“The Royal Devon and Exeter hospital is facing a £20million deficit, city MP Ben Bradshaw warned a debate on health and social care in Parliament.
Meg Hillier, Labour chair of the Public Accounts Committee, called the debate, which was dominated by Devon MPs.
Ms Hillier warned: “We are in the grip of a crisis in social care.”
Mr Bradshaw said the clinical commissioning group which provides health services in North, East and West Devon is facing a £40 million deficit.
And the Royal Devon and Exeter Hospital – “one of the best run hospitals in the country” – is facing a £20 million deficit.
Mr Bradshaw urged the government to “end the uncertainty” over EU nationals working in the health and social care system.
“We face a workforce crisis exacerbated by uncertainty over Brexit.
“People are already leaving and they are not able to recruit. The workforce crisis is going to do more damage in the short term than anything else.”
Mr Bradshaw added: “We need to have an honest conversation with the British pubic about how we fund this.”
He called on Health Minister Philip Dunne to say whether the government had ruled out a “posthumous levy” on people’s estates.
Devon MPs urged the government to ensure fairer funding for rural areas.

* [Information shown]

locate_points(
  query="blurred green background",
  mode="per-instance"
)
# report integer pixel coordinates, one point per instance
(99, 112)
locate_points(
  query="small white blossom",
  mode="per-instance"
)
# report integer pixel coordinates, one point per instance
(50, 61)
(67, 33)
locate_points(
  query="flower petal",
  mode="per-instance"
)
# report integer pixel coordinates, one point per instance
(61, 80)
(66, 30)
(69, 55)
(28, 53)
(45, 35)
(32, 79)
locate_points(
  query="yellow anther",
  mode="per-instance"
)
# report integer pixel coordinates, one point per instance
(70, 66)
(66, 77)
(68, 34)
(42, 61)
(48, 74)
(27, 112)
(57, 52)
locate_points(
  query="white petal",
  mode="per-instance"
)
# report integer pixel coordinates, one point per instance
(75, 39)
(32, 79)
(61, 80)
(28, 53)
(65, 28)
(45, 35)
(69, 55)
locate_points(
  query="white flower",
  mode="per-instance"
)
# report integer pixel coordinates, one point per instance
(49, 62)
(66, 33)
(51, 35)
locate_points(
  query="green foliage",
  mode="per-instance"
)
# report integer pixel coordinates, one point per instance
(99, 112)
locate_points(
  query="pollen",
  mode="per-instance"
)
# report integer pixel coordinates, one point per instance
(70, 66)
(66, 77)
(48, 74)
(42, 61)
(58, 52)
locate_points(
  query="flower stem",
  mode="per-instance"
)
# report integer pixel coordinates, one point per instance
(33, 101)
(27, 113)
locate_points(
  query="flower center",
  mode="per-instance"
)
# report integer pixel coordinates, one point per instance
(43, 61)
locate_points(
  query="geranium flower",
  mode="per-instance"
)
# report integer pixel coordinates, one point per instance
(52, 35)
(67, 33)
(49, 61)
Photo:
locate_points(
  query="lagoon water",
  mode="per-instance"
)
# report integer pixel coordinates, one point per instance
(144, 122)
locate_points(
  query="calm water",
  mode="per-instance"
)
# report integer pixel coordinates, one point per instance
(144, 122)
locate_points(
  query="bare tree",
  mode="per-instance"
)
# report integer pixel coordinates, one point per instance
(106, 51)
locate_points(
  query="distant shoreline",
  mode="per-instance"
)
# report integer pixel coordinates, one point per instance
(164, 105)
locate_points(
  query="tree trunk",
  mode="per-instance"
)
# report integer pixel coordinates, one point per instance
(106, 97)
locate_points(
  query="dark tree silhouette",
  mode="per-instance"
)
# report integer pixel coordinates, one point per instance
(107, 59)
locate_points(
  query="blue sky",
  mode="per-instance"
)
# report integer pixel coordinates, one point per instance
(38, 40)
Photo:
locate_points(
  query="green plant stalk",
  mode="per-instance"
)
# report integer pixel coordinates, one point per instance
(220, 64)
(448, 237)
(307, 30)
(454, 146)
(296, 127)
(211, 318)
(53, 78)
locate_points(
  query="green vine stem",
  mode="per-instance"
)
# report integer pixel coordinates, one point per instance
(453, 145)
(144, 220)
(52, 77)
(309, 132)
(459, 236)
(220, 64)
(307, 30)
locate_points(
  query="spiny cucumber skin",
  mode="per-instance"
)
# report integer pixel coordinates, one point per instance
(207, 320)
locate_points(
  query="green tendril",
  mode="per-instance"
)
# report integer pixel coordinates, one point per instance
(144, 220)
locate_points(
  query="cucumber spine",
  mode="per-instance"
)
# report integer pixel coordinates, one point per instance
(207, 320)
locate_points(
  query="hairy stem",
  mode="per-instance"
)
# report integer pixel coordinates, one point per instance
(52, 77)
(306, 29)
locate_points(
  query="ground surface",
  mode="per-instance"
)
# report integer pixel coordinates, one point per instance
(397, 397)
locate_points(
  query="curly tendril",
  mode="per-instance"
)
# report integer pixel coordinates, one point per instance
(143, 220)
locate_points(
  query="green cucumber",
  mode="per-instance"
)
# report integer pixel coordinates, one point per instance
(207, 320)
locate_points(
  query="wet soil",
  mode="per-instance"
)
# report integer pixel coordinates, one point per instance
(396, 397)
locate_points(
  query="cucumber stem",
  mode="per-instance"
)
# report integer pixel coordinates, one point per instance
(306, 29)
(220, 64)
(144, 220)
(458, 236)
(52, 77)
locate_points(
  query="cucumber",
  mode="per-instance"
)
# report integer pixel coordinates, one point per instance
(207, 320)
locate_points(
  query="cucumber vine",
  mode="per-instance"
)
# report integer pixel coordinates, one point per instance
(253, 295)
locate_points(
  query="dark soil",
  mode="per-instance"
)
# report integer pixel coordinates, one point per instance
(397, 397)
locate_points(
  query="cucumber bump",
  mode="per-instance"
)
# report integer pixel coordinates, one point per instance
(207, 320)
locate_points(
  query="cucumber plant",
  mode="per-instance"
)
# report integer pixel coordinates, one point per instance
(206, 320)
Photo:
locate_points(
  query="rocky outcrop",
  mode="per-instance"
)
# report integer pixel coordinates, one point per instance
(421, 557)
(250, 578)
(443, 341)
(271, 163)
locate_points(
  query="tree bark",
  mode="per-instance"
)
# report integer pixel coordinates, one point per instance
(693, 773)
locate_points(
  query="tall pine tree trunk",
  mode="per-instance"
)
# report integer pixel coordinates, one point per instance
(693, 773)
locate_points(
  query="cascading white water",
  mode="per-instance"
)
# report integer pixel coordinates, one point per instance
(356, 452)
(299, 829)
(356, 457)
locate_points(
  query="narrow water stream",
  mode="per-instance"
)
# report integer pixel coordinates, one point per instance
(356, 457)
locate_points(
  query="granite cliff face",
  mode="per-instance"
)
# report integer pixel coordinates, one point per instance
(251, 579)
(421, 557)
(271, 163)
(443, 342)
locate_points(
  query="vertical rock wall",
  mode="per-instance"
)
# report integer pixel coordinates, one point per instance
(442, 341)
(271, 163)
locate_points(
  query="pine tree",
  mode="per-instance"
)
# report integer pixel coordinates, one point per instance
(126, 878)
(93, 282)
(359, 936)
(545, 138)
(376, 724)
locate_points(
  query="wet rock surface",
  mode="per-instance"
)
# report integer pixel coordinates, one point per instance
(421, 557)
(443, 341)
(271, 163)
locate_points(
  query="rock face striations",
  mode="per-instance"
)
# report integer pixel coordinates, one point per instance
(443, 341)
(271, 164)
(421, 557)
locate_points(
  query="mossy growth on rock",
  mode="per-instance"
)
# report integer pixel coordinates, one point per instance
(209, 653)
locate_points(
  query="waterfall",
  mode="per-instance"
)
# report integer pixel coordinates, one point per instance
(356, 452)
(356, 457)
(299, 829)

* [Required action] Copy out the full news report on the Royal Devon and Exeter hospital deficit word for word.

* [Output below]
“The Royal Devon and Exeter hospital is facing a £20million deficit, city MP Ben Bradshaw warned a debate on health and social care in Parliament.
Meg Hillier, Labour chair of the Public Accounts Committee, called the debate, which was dominated by Devon MPs.
Ms Hillier warned: “We are in the grip of a crisis in social care.”
Mr Bradshaw said the clinical commissioning group which provides health services in North, East and West Devon is facing a £40 million deficit.
And the Royal Devon and Exeter Hospital – “one of the best run hospitals in the country” – is facing a £20 million deficit.
Mr Bradshaw urged the government to “end the uncertainty” over EU nationals working in the health and social care system.
“We face a workforce crisis exacerbated by uncertainty over Brexit.
“People are already leaving and they are not able to recruit. The workforce crisis is going to do more damage in the short term than anything else.”
Mr Bradshaw added: “We need to have an honest conversation with the British pubic about how we fund this.”
He called on Health Minister Philip Dunne to say whether the government had ruled out a “posthumous levy” on people’s estates.
Devon MPs urged the government to ensure fairer funding for rural areas.